Work required. Start at the top of the records below and copy them exactly to the end.

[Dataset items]

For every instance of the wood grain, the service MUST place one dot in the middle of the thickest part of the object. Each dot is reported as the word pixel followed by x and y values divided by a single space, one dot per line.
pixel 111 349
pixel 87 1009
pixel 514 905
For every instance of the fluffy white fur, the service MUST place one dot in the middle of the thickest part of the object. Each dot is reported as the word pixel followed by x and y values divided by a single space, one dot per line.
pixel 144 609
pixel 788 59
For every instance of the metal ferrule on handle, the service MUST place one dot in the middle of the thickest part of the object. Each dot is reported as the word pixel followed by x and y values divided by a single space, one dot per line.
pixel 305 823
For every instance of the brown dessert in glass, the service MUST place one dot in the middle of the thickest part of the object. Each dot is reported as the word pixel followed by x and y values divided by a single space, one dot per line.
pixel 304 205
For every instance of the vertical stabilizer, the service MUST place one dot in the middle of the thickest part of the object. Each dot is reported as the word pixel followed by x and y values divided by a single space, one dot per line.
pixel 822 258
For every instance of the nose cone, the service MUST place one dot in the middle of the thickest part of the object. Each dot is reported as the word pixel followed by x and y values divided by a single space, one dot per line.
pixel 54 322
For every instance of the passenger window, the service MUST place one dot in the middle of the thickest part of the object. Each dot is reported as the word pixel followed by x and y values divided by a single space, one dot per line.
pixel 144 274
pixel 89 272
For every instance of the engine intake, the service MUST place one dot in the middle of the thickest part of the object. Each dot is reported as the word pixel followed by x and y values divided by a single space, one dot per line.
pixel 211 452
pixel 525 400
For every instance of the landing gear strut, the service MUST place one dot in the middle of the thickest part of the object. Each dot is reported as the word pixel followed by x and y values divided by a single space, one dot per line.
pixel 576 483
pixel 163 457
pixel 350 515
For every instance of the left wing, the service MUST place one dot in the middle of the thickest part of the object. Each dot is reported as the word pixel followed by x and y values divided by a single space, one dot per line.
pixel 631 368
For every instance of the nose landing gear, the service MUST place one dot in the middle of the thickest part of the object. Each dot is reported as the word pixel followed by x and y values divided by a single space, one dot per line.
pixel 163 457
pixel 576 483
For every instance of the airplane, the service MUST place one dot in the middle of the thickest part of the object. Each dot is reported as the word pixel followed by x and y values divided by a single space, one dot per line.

Answer to this exercise.
For every instance of the wood grain, the service MUST place one dot in the middle of the thickest part of the object. Each dot is reported as the word pixel followed by x and y values divided by a single space, one dot per line.
pixel 111 349
pixel 87 1009
pixel 514 905
For every instance of the fluffy white fur, the service MUST place one dot in the middle of the thickest part of the object. Each dot is reported as the word pixel followed by x and y values divided by a single space, one dot per line.
pixel 144 609
pixel 788 59
For every instance of the metal ferrule on handle, the service MUST place one dot in the middle of the thickest part of the object. Each dot is reported as the word pixel followed by x and y values divided by a single space, one dot per line.
pixel 305 823
For every instance of the brown dessert in glass, the service MUST place one dot in the middle of the thickest part of the object. Each dot is reported as the word pixel followed by x and y values divided by a single space, one dot per line.
pixel 304 205
For every instance of the vertical stabilizer, the service MUST place one dot in the middle of the thickest part of the object. Each dot is reported as the word pixel followed by x and y values divided by a single space, one dot per line.
pixel 822 258
For every instance of the nose cone, the service MUST place one dot in the middle of the thickest part of the object. Each dot is reported as the word pixel followed by x and y values divided by a single space, one dot per line.
pixel 54 322
For every instance of the passenger window, the service MUST place one dot in the middle of the thickest part of the object. Each dot is reported as the word pixel followed by x and y values divided by a single space, one dot per line.
pixel 144 274
pixel 89 272
For every instance of the engine intake, the service MUST place one dot in the middle of the thickest part of the object. Each dot is reported as the word pixel followed by x and y values divided by a single space, one dot per line.
pixel 211 452
pixel 525 400
For every instance of the landing gear strut, the service MUST place one dot in the middle of the thickest part of the object. Each dot is reported as the word pixel followed by x and y values divided by a single space, one dot per line.
pixel 576 483
pixel 163 457
pixel 350 515
For every instance of the left wing, the service MUST place one dot in the middle of the thickest part of the object. Each dot is reported as the word pixel followed by x and y values divided by a single space, one dot per line.
pixel 631 368
For every instance of the nose landing gear, the service MUST place one dot in the middle of the thickest part of the object. Each dot is reported as the word pixel followed by x and y values divided by a single space, one dot per line.
pixel 163 457
pixel 576 483
For every instance of the airplane, the service MUST place one dot in the middle of the thickest part of the object. Each dot is reported as the word pixel followed by x and y values divided by a single space, one dot per line.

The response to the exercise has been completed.